What is being asked — Copy the part of the article on Phalaris angusta poisoning that begins at the words "Phalaris angusta Nees" and stops after "not clearly defined.", changing "crops" to "cultivated fields".

Text section —
- - - -

Print version ISSN 0100-736X

Pesq. Vet. Bras. vol.30 no.1 Rio de Janeiro Jan. 2010 

Acute and chronic nervous signs in cattle associated with Phalaris angusta poisoning in Argentina


Sinais nervosos agudos e crônicos em bovinos na Argentina associados à intoxicação por Phalaris angusta



Germán CantónI,*; Carlos CamperoI; Matías VillaII; Ernesto OdriozolaI

IINTA EEA Balcarce, CC 276, (7620) Balcarce, Argentina
IIResidencia Interna en Salud Animal, INTA EEA Balcarce




Phalaris angusta is a South American natural grass that produces poisoning in sheep and cattle in Argentina and Brazil. Phalaris spp. can produce unrelated forms of poisoning in ruminants, acute and chronic syndromes. The objective of this paper was to describe an outbreak of acute and chronic Phalaris nervous syndrome in 53 of 980 fattening steers and heifers in a farm of Buenos Aires province. On September of 2006 the animals developed nervous signs and died after 3-5 days. The herd was removed to a phalarisfree pasture. Three months later (on December) 15 new clinical cases developed in the herd. Necropsy performed in one affected calf showed neither grossly nor microscopic changes. Microscopically, there were no major alterations in tissues. Nervous signs had been described in some field cases where neither pigment deposition nor axonal degeneration could be detected. Clinical findings displayed by affected cattle after consumption of Phalaris angusta pastures resemble those observed by other authors in Phalaris staggers. This is the first report in Argentina where both syndromes were seen in the same herd.

Index terms: Phalaris angusta, cattle, Argentina, acute, chronic, syndromes.


Phalaris angusta é uma gramínea originária da América do Sul, que causa intoxicação em ovinos e bovinos na Argentina e Brasil. A intoxicação pode ocasionar quadros nervosos agudos ou crônicos, independentes um do outro. O objetivo deste trabalho é descrever ambos os quadros (agudo e crônico) da intoxicação por Phalaris em um rebanho de 980 garrotes em engorda na província de Buenos Aires. Em setembro de 2006, 53 animais desenvolveram sinais nervosos e morreram após um curso clínico de 3-5 dias. O rebanho foi trocado para uma pastagem sem Phalaris. Em dezembro, alguns animais apresentaram diarréia, depressão e perda progressiva de peso. Quando eram forçados a se movimentar, os sinais progrediam para incoordenação dos membros torácicos, impossibilidade de se manter em pé e decúbito lateral. Havia perda de peso e os animais morriam após um curso clínico de 5-7 dias. Não foram observadas lesões macroscópicas nem histológicas nos animais com as duas formas da doença. Os sinais clínicos observados são semelhantes aos observados em outros surtos de intoxicação aguda ou crônica por Phalaris angusta.

Termos de indexação: Phalaris angusta, bovinos, Argentina, intoxicação aguda e crônica por Phalaris.




Phalaris angusta Nees ex Trin. is a South American grass that grows in Brazil, Uruguay and Argentina (Odriozola et al. 1991, Marzoca 1993, Gava et al. 1999, Sousa & Irigoyen 1999). It can be present as a weed in crops or as a useful component of unimproved pastures (Marzoca 1993, Gava et al. 1999, Sousa & Irigoyen 1999). Outbreaks of P. angusta poisoning in sheep and cattle have been reported in Argentina (del Potro et al. 1984, Odriozola et al. 1991) and Brazil (Gava et al. 1999, Sousa & Irigoyen 1999) but the forms of poisoning encountered at the time of each outbreak were not clearly defined.

- - - -

Listed entries —
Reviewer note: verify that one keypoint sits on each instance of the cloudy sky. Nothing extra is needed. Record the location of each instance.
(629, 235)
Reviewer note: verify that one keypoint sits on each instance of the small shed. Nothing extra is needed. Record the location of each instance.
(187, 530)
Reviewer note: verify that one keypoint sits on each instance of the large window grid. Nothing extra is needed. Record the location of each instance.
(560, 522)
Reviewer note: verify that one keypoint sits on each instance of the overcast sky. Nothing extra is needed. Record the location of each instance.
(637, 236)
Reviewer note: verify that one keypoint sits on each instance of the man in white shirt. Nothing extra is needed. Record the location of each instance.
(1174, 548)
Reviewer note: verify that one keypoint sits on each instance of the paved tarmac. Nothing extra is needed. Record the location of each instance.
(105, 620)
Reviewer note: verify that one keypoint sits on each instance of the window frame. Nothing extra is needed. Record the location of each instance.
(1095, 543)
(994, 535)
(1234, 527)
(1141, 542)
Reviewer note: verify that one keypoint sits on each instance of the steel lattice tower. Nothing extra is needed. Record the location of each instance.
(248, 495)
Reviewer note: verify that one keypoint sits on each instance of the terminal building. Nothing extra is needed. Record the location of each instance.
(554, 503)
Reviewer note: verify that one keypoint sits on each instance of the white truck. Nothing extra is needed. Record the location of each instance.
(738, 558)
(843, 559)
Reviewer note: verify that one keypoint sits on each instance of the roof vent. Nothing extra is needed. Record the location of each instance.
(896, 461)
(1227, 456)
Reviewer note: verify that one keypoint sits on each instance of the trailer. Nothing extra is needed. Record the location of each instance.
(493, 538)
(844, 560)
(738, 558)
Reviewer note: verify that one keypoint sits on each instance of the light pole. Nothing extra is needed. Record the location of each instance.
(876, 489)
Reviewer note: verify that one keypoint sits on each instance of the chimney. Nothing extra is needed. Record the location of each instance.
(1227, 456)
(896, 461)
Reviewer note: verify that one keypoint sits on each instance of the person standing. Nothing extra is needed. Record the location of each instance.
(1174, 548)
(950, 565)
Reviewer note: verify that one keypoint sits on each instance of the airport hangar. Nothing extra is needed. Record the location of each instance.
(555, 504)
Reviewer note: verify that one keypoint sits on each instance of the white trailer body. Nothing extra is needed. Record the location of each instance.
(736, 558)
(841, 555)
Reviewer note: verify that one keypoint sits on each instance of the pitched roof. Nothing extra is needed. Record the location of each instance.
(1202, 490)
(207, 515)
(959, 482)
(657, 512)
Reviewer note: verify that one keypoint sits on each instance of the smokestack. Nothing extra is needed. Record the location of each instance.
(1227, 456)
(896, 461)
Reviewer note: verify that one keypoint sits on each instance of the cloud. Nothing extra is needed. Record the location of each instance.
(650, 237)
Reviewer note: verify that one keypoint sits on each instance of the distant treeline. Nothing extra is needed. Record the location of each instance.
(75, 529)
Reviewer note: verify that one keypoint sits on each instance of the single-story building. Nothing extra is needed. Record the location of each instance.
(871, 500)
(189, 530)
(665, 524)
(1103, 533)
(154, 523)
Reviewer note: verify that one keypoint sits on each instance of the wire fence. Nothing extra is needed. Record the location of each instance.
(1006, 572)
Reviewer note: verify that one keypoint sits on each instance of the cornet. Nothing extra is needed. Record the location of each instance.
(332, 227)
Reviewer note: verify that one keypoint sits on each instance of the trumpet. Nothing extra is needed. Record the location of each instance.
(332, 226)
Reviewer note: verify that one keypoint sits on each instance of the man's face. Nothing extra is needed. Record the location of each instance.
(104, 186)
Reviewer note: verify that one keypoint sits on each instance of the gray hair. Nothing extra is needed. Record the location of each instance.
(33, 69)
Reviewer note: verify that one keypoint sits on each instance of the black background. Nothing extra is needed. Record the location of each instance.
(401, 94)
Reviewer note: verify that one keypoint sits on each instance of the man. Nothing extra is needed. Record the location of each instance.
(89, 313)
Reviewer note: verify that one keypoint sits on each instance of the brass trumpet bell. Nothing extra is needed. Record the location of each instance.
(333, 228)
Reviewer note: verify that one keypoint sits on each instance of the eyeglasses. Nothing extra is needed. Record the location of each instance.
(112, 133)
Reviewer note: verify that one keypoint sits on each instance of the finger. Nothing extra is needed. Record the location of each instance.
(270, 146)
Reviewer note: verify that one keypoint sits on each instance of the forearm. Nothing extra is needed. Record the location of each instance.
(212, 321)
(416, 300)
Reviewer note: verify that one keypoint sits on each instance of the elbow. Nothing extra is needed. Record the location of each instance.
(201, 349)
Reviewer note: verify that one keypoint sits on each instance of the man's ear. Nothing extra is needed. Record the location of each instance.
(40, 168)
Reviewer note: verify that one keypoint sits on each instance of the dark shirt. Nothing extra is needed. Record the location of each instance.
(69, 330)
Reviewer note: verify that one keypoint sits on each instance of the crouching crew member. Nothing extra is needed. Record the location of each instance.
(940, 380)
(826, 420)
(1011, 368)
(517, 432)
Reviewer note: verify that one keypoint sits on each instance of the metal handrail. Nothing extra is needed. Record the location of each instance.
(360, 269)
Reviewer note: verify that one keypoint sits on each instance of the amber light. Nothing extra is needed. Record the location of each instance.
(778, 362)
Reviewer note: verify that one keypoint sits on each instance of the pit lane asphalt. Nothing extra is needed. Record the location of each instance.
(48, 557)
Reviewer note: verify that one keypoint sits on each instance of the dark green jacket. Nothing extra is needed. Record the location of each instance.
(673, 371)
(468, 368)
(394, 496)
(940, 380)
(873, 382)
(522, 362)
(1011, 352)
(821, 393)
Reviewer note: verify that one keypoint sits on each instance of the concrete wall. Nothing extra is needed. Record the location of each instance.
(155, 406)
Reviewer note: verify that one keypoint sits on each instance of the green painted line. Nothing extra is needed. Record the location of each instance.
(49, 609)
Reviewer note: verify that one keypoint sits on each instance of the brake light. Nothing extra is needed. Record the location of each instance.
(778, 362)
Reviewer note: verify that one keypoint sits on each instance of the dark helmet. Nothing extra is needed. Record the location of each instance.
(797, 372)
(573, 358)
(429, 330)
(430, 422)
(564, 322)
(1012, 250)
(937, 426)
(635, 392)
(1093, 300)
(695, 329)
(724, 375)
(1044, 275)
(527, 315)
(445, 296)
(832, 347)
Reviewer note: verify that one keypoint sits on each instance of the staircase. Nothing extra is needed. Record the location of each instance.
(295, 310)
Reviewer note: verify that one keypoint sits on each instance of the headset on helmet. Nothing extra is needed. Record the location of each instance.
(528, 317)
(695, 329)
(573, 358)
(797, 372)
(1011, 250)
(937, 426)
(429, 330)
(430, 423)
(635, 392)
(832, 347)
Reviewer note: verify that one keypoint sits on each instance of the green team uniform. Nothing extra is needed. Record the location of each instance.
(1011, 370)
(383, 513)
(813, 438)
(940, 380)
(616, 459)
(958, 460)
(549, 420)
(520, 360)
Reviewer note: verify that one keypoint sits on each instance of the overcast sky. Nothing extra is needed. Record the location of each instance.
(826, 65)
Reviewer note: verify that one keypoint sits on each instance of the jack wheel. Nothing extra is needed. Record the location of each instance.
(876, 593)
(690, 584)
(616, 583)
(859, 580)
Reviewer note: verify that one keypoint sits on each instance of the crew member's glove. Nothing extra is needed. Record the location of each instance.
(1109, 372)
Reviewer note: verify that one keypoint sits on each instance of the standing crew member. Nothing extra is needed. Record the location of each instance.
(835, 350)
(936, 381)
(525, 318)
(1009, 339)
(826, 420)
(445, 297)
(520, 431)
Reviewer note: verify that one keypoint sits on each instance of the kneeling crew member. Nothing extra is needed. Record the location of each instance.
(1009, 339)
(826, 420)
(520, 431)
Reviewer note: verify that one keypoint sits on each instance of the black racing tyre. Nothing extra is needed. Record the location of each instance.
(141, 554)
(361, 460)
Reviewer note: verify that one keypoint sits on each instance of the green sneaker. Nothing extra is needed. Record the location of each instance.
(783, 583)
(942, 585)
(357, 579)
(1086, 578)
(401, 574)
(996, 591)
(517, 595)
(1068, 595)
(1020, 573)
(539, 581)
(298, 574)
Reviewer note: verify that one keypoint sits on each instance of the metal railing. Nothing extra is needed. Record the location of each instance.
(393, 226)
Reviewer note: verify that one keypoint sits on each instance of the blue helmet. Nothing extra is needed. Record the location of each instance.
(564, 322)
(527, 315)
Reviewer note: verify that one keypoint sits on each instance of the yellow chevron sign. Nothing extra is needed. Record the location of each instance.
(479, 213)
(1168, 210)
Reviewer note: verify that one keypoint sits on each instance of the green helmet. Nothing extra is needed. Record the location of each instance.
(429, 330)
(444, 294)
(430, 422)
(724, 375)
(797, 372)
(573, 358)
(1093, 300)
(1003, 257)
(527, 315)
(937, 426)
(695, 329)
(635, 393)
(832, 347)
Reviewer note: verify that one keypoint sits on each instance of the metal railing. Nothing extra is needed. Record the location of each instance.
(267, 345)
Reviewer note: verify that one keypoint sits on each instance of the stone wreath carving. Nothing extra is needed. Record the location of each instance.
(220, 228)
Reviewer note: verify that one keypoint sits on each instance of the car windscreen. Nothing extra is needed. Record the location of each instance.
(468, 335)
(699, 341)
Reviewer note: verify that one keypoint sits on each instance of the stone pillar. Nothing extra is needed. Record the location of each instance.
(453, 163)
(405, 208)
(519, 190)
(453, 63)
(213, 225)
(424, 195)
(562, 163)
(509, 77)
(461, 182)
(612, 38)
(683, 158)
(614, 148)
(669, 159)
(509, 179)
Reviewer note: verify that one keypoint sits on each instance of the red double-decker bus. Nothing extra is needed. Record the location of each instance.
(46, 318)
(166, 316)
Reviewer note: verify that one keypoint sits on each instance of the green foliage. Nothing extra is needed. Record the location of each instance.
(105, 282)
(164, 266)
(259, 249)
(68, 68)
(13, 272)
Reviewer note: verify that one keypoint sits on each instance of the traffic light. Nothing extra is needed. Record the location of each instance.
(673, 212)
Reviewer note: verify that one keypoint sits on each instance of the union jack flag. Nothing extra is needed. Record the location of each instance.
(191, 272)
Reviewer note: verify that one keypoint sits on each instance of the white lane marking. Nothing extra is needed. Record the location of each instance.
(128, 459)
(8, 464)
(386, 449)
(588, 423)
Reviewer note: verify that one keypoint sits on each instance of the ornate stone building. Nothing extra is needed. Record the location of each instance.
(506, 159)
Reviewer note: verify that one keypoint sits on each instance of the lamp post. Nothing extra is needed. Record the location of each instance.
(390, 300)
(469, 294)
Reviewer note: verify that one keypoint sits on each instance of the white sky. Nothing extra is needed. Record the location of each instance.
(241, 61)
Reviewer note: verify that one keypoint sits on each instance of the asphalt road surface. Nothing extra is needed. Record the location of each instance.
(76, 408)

- - - -

Result of this task —
Phalaris angusta Nees ex Trin. is a South American grass that grows in Brazil, Uruguay and Argentina (Odriozola et al. 1991, Marzoca 1993, Gava et al. 1999, Sousa & Irigoyen 1999). It can be present as a weed in cultivated fields or as a useful component of unimproved pastures (Marzoca 1993, Gava et al. 1999, Sousa & Irigoyen 1999). Outbreaks of P. angusta poisoning in sheep and cattle have been reported in Argentina (del Potro et al. 1984, Odriozola et al. 1991) and Brazil (Gava et al. 1999, Sousa & Irigoyen 1999) but the forms of poisoning encountered at the time of each outbreak were not clearly defined.